### Vorliegender Text
Spruch:
Dem Revisionsrekurs wird nicht Folge gegeben.
Erst- und Zweitantragsteller sind schuldig, den Antragsgegnern die mit EUR 399,74 bestimmten Kosten des Revisionsrekursverfahrens (darin EUR 66,62 USt) binnen vierzehn Tagen zu ersetzen.
Begründung
Antragsteller und Antragsgegner sind sämtliche Mit- und Wohnungseigentümer der Liegenschaft EZ ***** GB *****, Grundstücksadresse *****.
Am 21. 3. 2006 kam ein Umlaufbeschluss zustande, in dem die Mehrheit der Mit- und Wohnungseigentümer die Erstellung einer behindertengerechten Zugangsrampe mit einem Kostenaufwand von netto ca EUR 25.000 beschloss.
Die Antragsteller hatten gegen diese Maßnahme gestimmt.
Kurz zuvor war eine Renovierung der Liegenschaft erfolgt, weshalb die Rücklage aufgebraucht ist. Aus der Generalsanierung sind Erst- und Zweitantragstellerin noch mit einer Kostentragung von EUR 4.470 belastet. Bei Durchführung des (angefochtenen) Beschlusses würden ihnen weitere Kosten von EUR 850 bis EUR 1.000 entstehen.

### Ziel der Übung
Gib den Text über die behindertengerechte Zugangsrampe vollständig und wortgetreu wieder. Die anschließenden Zeilen stammen aus einer anderen Quelle.

### Auszüge aus Daten zur Punktannotation
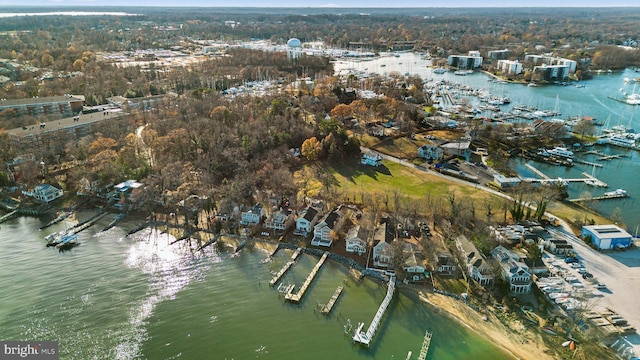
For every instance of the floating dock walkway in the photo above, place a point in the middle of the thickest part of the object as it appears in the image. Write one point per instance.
(290, 296)
(536, 171)
(603, 197)
(366, 337)
(8, 216)
(326, 309)
(425, 346)
(286, 267)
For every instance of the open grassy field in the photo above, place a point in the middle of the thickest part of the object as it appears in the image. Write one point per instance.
(390, 177)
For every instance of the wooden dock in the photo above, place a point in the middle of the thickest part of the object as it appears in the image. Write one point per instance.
(588, 163)
(366, 337)
(536, 171)
(290, 296)
(603, 197)
(326, 309)
(8, 216)
(286, 267)
(425, 346)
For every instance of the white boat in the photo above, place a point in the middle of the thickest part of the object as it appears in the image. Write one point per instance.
(619, 140)
(561, 152)
(633, 99)
(616, 193)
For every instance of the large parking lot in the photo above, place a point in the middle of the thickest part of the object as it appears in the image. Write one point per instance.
(618, 271)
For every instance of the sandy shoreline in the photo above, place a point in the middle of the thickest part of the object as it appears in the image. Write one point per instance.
(524, 345)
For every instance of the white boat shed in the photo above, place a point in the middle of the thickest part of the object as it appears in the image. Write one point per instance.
(606, 237)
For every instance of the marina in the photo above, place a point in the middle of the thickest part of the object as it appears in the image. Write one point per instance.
(365, 338)
(139, 309)
(326, 309)
(286, 267)
(295, 298)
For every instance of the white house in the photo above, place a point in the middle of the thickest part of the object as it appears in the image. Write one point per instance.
(371, 158)
(252, 216)
(382, 248)
(503, 181)
(325, 230)
(45, 193)
(430, 152)
(444, 263)
(305, 221)
(414, 269)
(279, 220)
(477, 265)
(513, 271)
(356, 240)
(457, 148)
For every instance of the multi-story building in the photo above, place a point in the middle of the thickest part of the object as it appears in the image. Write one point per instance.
(59, 131)
(66, 105)
(552, 72)
(465, 62)
(509, 67)
(498, 54)
(513, 270)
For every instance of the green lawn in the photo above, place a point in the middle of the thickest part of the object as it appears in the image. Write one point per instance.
(356, 178)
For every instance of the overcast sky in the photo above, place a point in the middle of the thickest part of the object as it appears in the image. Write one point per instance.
(325, 3)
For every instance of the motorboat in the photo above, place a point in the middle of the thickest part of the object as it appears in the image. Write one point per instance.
(561, 152)
(616, 193)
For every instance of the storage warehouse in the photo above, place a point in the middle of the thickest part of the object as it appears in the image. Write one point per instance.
(606, 237)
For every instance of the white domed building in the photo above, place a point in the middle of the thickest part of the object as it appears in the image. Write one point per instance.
(294, 48)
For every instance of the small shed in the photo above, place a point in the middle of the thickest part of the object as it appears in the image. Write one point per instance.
(606, 237)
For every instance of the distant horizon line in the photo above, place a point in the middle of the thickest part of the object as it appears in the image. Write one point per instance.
(312, 7)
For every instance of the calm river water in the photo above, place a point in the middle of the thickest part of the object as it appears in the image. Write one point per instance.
(116, 297)
(590, 100)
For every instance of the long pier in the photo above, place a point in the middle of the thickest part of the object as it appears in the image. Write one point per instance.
(290, 296)
(603, 197)
(286, 267)
(326, 309)
(536, 171)
(425, 346)
(366, 337)
(8, 216)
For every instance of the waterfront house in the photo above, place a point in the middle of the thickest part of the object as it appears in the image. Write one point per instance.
(253, 216)
(504, 182)
(371, 158)
(430, 152)
(457, 149)
(513, 270)
(477, 266)
(606, 237)
(326, 230)
(356, 240)
(279, 220)
(382, 248)
(305, 221)
(444, 263)
(45, 193)
(122, 194)
(413, 267)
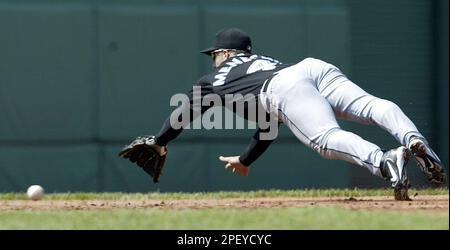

### Ergebnis
Spruch:
Dem Revisionsrekurs wird nicht Folge gegeben.
Erst- und Zweitantragsteller sind schuldig, den Antragsgegnern die mit EUR 399,74 bestimmten Kosten des Revisionsrekursverfahrens (darin EUR 66,62 USt) binnen vierzehn Tagen zu ersetzen.
Begründung
Antragsteller und Antragsgegner sind sämtliche Mit- und Wohnungseigentümer der Liegenschaft EZ ***** GB *****, Grundstücksadresse *****.
Am 21. 3. 2006 kam ein Umlaufbeschluss zustande, in dem die Mehrheit der Mit- und Wohnungseigentümer die Erstellung einer behindertengerechten Zugangsrampe mit einem Kostenaufwand von netto ca EUR 25.000 beschloss.
Die Antragsteller hatten gegen diese Maßnahme gestimmt.
Kurz zuvor war eine Renovierung der Liegenschaft erfolgt, weshalb die Rücklage aufgebraucht ist. Aus der Generalsanierung sind Erst- und Zweitantragstellerin noch mit einer Kostentragung von EUR 4.470 belastet. Bei Durchführung des (angefochtenen) Beschlusses würden ihnen weitere Kosten von EUR 850 bis EUR 1.000 entstehen.